[Dataset entries]
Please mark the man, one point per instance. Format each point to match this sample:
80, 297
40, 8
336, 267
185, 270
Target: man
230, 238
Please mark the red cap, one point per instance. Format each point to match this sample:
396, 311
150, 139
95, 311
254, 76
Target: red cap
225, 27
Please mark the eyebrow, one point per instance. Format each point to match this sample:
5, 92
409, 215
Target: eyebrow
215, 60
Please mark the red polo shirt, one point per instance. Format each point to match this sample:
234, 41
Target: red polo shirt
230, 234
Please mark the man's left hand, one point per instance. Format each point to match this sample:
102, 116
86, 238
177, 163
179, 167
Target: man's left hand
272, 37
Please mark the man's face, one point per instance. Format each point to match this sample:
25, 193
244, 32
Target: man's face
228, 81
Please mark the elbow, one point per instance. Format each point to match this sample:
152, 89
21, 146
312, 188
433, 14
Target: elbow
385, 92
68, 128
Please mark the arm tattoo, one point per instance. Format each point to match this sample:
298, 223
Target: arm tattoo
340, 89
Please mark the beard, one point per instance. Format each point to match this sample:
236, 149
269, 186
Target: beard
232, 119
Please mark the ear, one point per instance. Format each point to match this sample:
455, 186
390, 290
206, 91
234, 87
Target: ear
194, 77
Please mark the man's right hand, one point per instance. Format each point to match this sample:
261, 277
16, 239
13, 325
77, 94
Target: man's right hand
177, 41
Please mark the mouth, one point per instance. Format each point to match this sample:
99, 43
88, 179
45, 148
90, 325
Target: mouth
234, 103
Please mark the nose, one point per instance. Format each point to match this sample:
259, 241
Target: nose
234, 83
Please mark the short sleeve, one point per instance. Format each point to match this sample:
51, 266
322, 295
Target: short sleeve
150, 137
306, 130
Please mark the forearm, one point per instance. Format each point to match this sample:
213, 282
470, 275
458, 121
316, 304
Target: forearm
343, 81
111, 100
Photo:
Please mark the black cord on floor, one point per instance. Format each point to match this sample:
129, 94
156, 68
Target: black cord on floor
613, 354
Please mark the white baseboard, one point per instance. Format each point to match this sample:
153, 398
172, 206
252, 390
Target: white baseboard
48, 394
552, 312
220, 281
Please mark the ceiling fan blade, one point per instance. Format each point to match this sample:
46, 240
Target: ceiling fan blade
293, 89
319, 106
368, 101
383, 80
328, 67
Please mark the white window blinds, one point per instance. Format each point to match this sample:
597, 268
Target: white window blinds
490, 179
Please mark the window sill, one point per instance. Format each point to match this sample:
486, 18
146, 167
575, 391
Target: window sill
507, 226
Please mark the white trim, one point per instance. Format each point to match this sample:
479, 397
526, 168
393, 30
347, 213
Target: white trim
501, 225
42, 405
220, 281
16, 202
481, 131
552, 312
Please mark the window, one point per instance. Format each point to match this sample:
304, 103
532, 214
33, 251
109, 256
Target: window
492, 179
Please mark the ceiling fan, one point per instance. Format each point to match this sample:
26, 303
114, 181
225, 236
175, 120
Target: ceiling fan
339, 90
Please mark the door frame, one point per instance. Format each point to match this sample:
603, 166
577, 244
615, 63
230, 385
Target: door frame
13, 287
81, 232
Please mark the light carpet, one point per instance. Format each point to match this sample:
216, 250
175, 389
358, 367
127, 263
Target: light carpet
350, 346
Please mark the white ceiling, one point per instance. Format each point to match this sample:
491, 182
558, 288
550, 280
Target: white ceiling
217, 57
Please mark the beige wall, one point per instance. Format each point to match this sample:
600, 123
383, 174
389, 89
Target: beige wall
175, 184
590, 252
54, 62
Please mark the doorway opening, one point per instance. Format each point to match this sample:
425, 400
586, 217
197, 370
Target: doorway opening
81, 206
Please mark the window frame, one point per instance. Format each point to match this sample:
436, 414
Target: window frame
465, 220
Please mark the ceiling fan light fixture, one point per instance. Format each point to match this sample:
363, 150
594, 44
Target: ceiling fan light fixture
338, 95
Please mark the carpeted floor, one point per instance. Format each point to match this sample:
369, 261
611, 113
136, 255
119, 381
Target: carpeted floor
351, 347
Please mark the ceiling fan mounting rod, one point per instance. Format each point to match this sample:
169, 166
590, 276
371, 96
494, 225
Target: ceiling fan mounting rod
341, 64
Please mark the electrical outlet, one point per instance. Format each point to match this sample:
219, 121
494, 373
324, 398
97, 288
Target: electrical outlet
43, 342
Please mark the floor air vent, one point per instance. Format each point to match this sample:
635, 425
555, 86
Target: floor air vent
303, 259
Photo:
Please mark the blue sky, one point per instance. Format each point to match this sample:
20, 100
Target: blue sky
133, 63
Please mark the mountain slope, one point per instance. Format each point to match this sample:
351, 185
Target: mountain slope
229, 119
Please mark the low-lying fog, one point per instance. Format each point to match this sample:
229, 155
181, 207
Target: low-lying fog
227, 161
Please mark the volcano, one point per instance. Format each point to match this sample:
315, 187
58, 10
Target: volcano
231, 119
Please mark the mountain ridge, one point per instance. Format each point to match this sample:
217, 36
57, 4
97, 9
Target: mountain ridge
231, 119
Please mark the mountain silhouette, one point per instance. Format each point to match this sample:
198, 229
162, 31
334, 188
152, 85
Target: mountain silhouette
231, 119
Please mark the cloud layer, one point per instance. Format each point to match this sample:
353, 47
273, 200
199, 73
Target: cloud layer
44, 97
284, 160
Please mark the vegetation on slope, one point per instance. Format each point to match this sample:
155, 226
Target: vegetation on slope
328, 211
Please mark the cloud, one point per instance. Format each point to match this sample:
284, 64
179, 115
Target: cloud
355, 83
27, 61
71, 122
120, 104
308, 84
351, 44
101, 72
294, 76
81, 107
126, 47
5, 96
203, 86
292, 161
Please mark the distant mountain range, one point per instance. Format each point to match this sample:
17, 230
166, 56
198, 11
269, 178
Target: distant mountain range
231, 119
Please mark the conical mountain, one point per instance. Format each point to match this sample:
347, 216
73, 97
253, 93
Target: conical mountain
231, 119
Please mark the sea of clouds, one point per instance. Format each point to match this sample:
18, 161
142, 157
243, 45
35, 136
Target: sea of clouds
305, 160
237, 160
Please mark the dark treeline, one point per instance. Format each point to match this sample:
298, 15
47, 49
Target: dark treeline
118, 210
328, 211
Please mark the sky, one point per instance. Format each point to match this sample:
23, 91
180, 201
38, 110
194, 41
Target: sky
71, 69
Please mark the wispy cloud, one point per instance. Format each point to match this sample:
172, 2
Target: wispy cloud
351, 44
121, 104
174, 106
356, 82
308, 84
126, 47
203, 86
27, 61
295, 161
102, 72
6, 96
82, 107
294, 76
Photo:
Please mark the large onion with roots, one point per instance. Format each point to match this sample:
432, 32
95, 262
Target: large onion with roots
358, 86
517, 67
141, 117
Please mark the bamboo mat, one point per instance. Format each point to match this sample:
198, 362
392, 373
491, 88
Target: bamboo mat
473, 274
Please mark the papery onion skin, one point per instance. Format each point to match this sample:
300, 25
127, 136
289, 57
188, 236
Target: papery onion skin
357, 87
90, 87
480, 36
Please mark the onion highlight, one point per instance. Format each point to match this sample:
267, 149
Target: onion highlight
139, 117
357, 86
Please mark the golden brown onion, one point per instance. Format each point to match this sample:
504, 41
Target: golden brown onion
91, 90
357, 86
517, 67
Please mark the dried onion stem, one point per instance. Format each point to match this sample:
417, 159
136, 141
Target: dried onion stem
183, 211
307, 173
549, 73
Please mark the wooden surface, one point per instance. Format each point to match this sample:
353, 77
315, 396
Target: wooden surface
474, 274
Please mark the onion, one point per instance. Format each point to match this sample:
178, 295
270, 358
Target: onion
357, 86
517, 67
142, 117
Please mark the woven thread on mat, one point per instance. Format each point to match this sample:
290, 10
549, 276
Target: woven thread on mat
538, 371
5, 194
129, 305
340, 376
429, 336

## [YOUR OBJECTIVE]
Each record has to be given again exactly as written.

## [EXERCISE OUTPUT]
Please mark the man, one point per instance. Format each point to match this sample:
80, 297
40, 8
336, 267
185, 270
Target: man
230, 238
Please mark the red cap, one point per instance. Format each point to match this sample:
396, 311
150, 139
95, 311
254, 76
Target: red cap
225, 27
Please mark the eyebrow, one point per instance. Format each point to match this sample:
5, 92
409, 215
Target: eyebrow
215, 60
Please mark the red polo shirt, one point per instance. Format each point to match this sample:
234, 41
Target: red polo shirt
230, 234
Please mark the man's left hand, one point per instance. Format each point to match this sample:
102, 116
86, 238
177, 163
179, 167
Target: man's left hand
272, 37
Please mark the man's face, one point per instance. Format each point to match this sample:
25, 193
244, 32
Target: man's face
228, 81
Please mark the elbow, one point per instance. Format each point to match this sample:
152, 89
21, 146
312, 188
433, 14
Target: elbow
385, 92
68, 128
Please mark the arm tattoo, one point per instance. Format each point to match this sample:
298, 223
Target: arm tattoo
340, 89
Please mark the beard, one point per instance. Format each point to match this sample:
236, 149
269, 186
Target: beard
232, 119
Please mark the ear, one point per instance. Format each point to match this sample:
455, 186
390, 290
206, 91
234, 87
Target: ear
194, 77
Please mark the man's right hand, one point per instance. Format each point to match this sample:
261, 277
16, 239
13, 325
77, 94
Target: man's right hand
177, 41
Please mark the mouth, one point per instance. Format each point to match this sample:
99, 43
88, 179
45, 148
90, 325
Target: mouth
234, 103
Please mark the nose, one point per instance. Format each point to match this sample:
259, 241
Target: nose
234, 83
Please mark the short sleeve, one point per instance. Format each point to match this sample:
51, 266
322, 295
Target: short sleeve
150, 137
306, 130
Please mark the forearm, one point per instance. Format each point to match this sample:
213, 282
470, 275
458, 121
316, 304
Target: forearm
343, 81
111, 100
Photo:
Please mark the black cord on floor, one point per instance. Format each point to match this sample:
129, 94
156, 68
Target: black cord on floor
613, 354
Please mark the white baseboard, one point per instance. Format each point to match this sample:
153, 398
172, 206
252, 390
Target: white baseboard
48, 394
552, 312
220, 281
Please mark the ceiling fan blade, one point per instance. Format each point to match this sample:
46, 240
Target: ceiling fan blade
293, 89
319, 106
368, 101
383, 80
328, 67
Please mark the white window blinds, one point per instance. Format each point to match this sample:
597, 268
Target: white window blinds
490, 179
Please mark the window sill, one point per instance. Format each point to match this sample:
486, 18
146, 167
575, 391
Target: window sill
507, 226
Please mark the white trim, one point per instance. Format each point to match this sample:
479, 397
526, 168
393, 30
347, 213
Target: white trim
501, 225
42, 405
220, 281
16, 202
481, 131
552, 312
Please mark the window, one point per instance. Format each point to match this sample:
304, 103
532, 214
33, 251
109, 256
Target: window
492, 179
Please mark the ceiling fan, one point per instance. Format each point to match this sample:
26, 303
114, 181
225, 236
175, 120
Target: ceiling fan
339, 90
Please mark the door frame, one point per instance. Format each point to match this sample:
603, 166
577, 244
615, 63
230, 385
Target: door frame
13, 287
81, 232
Please mark the light carpet, one point per instance. Format each point to match this sample:
216, 250
175, 389
358, 367
127, 263
Target: light carpet
350, 346
Please mark the white ceiling, one point per instance. Format each point to match this sample:
491, 182
558, 288
550, 280
Target: white ceiling
217, 57
Please mark the beige wall, one point per instance. Format each point to match this sample:
600, 123
383, 174
389, 89
Target: beige wall
175, 184
590, 252
54, 62
Please mark the doorway opening, one point per instance. Format each point to match this sample:
425, 400
586, 217
197, 370
Target: doorway opening
81, 206
Please mark the window frame, one point per instance. Format each point to match this sample:
436, 414
Target: window frame
465, 220
Please mark the ceiling fan light fixture, one point per instance. Format each point to match this sample:
363, 150
594, 44
Target: ceiling fan light fixture
338, 95
Please mark the carpeted floor, one point per instance. Format each point to match this sample:
369, 261
611, 113
136, 255
119, 381
Target: carpeted floor
351, 347
Please mark the ceiling fan mounting rod, one point per instance. Format each point to match this sample:
169, 166
590, 276
371, 96
494, 225
Target: ceiling fan mounting rod
341, 64
Please mark the electrical outlet, one point per instance. Format each point to match this sample:
219, 121
494, 373
324, 398
97, 288
Target: electrical outlet
43, 342
Please mark the floor air vent, one point per instance. Format each point to match this sample:
635, 425
555, 86
Target: floor air vent
303, 259
Photo:
Please mark the blue sky, one point per instance. Format each point to match this sample:
20, 100
Target: blue sky
133, 63
Please mark the mountain slope, one point per instance. Format each point to match this sample:
351, 185
Target: mountain slope
229, 119
Please mark the low-lying fog, one point per instance. Format each point to match this sample:
229, 155
181, 207
Target: low-lying fog
227, 161
Please mark the volcano, one point per instance. Format each point to match this sample:
315, 187
58, 10
Target: volcano
231, 119
Please mark the mountain ridge, one point per instance. Format each point to match this sample:
217, 36
57, 4
97, 9
Target: mountain ridge
231, 119
Please mark the mountain silhouette, one point per instance. Format each point to match this sample:
198, 229
162, 31
334, 188
152, 85
Target: mountain silhouette
231, 119
Please mark the cloud layer, one point per instance. Format each point to match this sample:
353, 47
273, 200
199, 73
Target: cloud layer
44, 97
284, 160
Please mark the vegetation on slope, one point per instance. Format each point to match this sample:
155, 226
Target: vegetation on slope
328, 211
Please mark the cloud, one point per instance. Format each point to match this sample:
284, 64
179, 115
Target: cloud
355, 83
27, 61
71, 122
120, 104
308, 84
351, 44
101, 72
294, 76
81, 107
126, 47
5, 96
203, 86
292, 161
Please mark the distant mountain range, one point per instance. Format each point to match this sample:
17, 230
166, 56
198, 11
269, 178
Target: distant mountain range
231, 119
Please mark the conical mountain, one point per instance. Format each point to match this sample:
347, 216
73, 97
253, 93
Target: conical mountain
231, 119
Please mark the sea of clouds, one point per instance. Format each point to match this sample:
18, 161
142, 157
243, 45
35, 136
Target: sea of clouds
305, 160
237, 160
Please mark the dark treeline, one point per instance. Format each point to match this sample:
298, 15
47, 49
Target: dark treeline
118, 210
328, 211
Please mark the sky, one point per instance. Format each point to match this sample:
23, 91
180, 201
38, 110
194, 41
Target: sky
71, 69
Please mark the wispy cloud, one point per instance. Format each point to match this sample:
172, 2
Target: wispy cloud
351, 44
121, 104
174, 106
356, 82
308, 84
126, 47
203, 86
27, 61
295, 161
102, 72
6, 96
82, 107
294, 76
Photo:
Please mark the large onion with roots, one point per instance. Format each point to match this sample:
432, 32
95, 262
Target: large onion with roots
358, 86
517, 67
141, 117
Please mark the bamboo mat, one point per instance. Format each point to match this sample:
198, 362
392, 373
491, 88
Target: bamboo mat
473, 274
Please mark the papery onion skin, one point per instance. Format each point to match this sample:
300, 25
127, 136
289, 57
188, 236
Target: papery onion skin
357, 87
90, 87
480, 36
Please mark the onion highlight, one point per instance. Format each point to match this sample:
267, 149
Target: onion highlight
139, 117
357, 86
Please mark the golden brown onion, one point per instance. Format each point to match this sample:
504, 41
Target: golden brown onion
91, 90
357, 86
517, 67
Please mark the dried onion stem, one point per instance. Format each point to match this sample:
417, 159
136, 141
Target: dried onion stem
183, 211
307, 173
549, 73
Please mark the wooden surface, one point per instance. Format each point to match this sample:
353, 77
315, 396
Target: wooden surface
474, 274
Please mark the onion, one point per instance. Format each point to match this sample:
178, 295
270, 358
Target: onion
357, 86
517, 67
142, 117
Please mark the woven thread on mat, one point per instance. Format each point to match this sample:
290, 10
549, 276
Target: woven thread on mat
538, 371
5, 194
129, 305
340, 376
429, 336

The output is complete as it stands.